TASK OBJECTIVE
Lines from the listing that hold the string "blurred" are what you should return.

EXCERPTED DATA
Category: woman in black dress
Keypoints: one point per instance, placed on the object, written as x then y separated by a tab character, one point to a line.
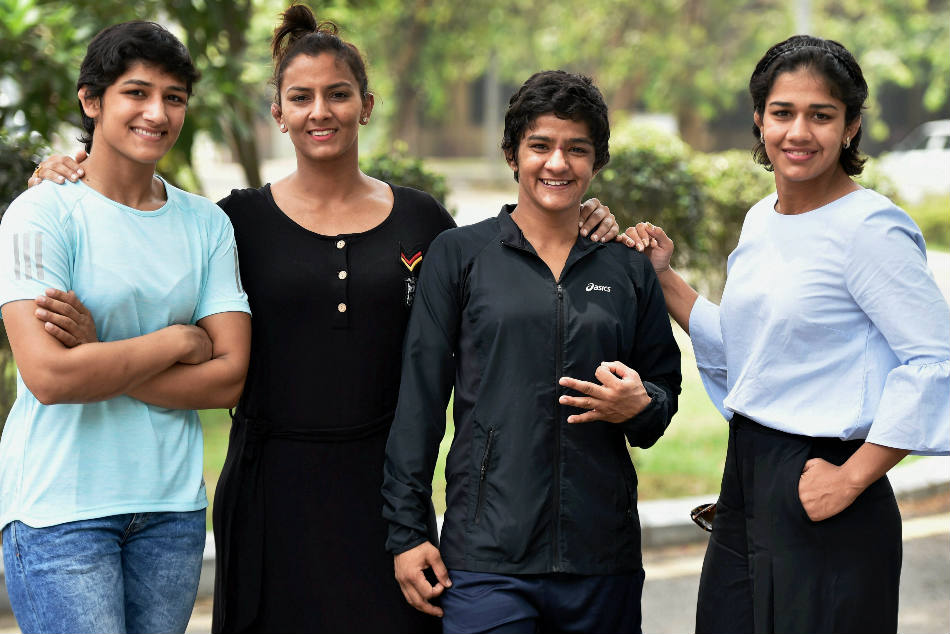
329	257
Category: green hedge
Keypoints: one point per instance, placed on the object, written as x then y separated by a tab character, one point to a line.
398	168
701	199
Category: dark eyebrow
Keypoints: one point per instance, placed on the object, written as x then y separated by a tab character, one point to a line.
539	137
339	84
148	84
815	106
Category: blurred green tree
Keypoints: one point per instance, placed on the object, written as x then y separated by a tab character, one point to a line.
44	42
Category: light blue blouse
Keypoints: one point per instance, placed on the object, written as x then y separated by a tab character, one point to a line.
831	325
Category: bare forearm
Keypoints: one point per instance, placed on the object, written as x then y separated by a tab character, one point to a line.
869	463
103	370
214	384
679	297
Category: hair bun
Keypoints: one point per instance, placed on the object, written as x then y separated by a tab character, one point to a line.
296	22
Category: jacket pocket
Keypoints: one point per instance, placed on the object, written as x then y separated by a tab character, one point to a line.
482	473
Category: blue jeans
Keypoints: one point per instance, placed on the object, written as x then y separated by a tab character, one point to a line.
123	573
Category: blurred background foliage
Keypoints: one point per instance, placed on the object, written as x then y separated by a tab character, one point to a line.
689	58
430	60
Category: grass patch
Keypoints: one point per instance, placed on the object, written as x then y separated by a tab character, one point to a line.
930	214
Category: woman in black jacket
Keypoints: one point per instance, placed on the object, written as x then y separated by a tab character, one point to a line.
541	525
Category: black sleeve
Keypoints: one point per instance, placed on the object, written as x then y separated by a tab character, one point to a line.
656	357
428	372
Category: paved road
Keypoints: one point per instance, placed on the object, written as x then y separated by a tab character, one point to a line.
669	595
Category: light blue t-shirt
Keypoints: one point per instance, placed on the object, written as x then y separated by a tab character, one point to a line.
137	272
831	325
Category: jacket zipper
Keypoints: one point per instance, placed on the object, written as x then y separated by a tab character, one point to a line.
483	471
559	370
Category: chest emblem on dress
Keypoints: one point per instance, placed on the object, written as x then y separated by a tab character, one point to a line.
411	259
411	262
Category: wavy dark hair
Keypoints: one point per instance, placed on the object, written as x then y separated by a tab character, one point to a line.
299	33
567	95
115	48
841	73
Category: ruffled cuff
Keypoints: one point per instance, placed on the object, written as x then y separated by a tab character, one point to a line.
914	412
705	333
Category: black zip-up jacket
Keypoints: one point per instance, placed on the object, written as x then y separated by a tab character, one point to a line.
527	492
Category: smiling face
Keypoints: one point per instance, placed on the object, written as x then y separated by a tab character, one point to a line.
555	164
140	115
321	107
804	128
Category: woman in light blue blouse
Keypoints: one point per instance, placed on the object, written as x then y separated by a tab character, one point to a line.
829	356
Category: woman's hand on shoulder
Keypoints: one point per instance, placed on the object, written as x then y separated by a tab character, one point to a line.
58	168
198	345
652	241
596	221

SOLUTION TO THE PROBLEM
Category: blurred green tree
Category: blurred background foliage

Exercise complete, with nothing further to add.